#### Supplied text

It’s a strange phenomenon that some of the most revolutionarily successful people are initially rejected, scorned or unappreciated. Galileo, van Gogh, Darwin, Lovelace, Mendel and Austen were all vastly unpopular in their time, yet now we all take their scientific and creative contributions for granted. Sir Harold Ridley, the inventor of the intraocular lens, is another example of these late-sung heroes. His work saves the eyesight of millions of people across the world every year, but at first his idea of placing a plastic lens onto the surface of the eye was thought by peers to be impossible, laughable and even dangerous.
The eyeball acts like a camera: light from the outside travels through the pupil and the lens to focus on the back of the eye, where the light is translated into images by light-sensitive cells that are located there. Due to age, trauma, toxic chemicals or certain diseases such as rubella or diabetes, the proteins that make up the lens denature and become opaque which prevents light from entering the eye and causes cataracts. People with cataracts suffer from very poor vision or blindness (see the image comparison); over half the world’s blindness (around 20 million people) is caused by age-related cataracts alone.

########
#### Record extracts

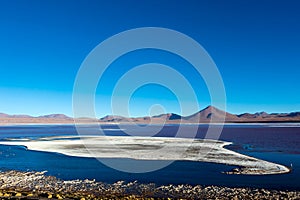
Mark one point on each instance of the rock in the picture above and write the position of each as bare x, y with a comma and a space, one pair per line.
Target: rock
18, 194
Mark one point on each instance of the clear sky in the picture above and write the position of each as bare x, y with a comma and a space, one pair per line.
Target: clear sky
255, 44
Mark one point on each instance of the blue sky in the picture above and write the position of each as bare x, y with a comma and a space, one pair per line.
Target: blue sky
255, 44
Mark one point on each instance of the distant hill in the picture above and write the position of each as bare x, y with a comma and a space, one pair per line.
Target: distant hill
55, 116
208, 114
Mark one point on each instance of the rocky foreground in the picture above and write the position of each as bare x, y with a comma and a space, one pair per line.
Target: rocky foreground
36, 185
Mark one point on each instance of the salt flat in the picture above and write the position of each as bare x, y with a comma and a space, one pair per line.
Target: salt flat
151, 148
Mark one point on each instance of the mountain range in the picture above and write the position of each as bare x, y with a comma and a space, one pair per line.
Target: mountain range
208, 114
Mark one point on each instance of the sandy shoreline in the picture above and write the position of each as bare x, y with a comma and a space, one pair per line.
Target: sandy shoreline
152, 148
36, 185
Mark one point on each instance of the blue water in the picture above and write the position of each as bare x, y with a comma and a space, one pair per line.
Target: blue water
275, 144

########

▶ **What needs to be done**: Copy the passage on Harold Ridley and cataracts word for word, from "The eyeball acts" to "age-related cataracts alone.".

▶ **Exercise solution**:
The eyeball acts like a camera: light from the outside travels through the pupil and the lens to focus on the back of the eye, where the light is translated into images by light-sensitive cells that are located there. Due to age, trauma, toxic chemicals or certain diseases such as rubella or diabetes, the proteins that make up the lens denature and become opaque which prevents light from entering the eye and causes cataracts. People with cataracts suffer from very poor vision or blindness (see the image comparison); over half the world’s blindness (around 20 million people) is caused by age-related cataracts alone.